» **TASK TO COMPLETE**
Please filter the items that follow and copy each line that contains the word "below".

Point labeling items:
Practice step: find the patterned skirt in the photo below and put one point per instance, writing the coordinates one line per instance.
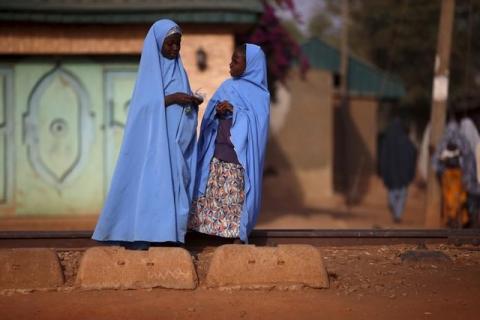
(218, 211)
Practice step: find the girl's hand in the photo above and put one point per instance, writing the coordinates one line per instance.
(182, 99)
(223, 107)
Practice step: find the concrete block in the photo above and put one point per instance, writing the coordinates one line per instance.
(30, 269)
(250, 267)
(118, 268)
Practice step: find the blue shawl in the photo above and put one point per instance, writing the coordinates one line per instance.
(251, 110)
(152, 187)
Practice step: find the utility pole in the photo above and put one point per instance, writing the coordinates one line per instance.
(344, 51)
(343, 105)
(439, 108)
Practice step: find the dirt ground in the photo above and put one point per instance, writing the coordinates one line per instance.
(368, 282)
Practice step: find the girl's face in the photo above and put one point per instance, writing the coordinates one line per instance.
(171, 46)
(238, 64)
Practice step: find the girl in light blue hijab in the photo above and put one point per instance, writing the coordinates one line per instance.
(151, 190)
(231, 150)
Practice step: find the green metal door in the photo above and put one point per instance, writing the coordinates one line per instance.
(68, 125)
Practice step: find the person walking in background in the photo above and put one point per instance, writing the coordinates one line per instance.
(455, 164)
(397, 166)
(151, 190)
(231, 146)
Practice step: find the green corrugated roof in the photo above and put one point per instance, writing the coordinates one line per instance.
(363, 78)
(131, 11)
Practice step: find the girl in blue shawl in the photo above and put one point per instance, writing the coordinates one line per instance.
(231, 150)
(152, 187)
* * *
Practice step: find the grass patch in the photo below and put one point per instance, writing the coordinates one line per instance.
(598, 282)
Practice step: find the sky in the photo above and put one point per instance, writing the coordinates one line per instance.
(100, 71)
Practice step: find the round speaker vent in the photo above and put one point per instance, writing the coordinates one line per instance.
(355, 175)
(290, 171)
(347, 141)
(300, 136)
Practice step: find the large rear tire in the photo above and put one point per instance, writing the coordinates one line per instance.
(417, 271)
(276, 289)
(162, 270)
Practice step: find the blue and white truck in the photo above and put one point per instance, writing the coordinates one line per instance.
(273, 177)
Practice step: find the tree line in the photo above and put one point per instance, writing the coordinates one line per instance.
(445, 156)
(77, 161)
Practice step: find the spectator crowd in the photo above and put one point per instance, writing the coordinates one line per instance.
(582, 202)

» **SOLVED EXERCISE**
Practice step: find the patterned skirt in the photo below and put one point per instance, writing the coordinates one line per instance.
Practice step: find the grass patch in the photo below and put one point per instance, writing the coordinates one line per instance.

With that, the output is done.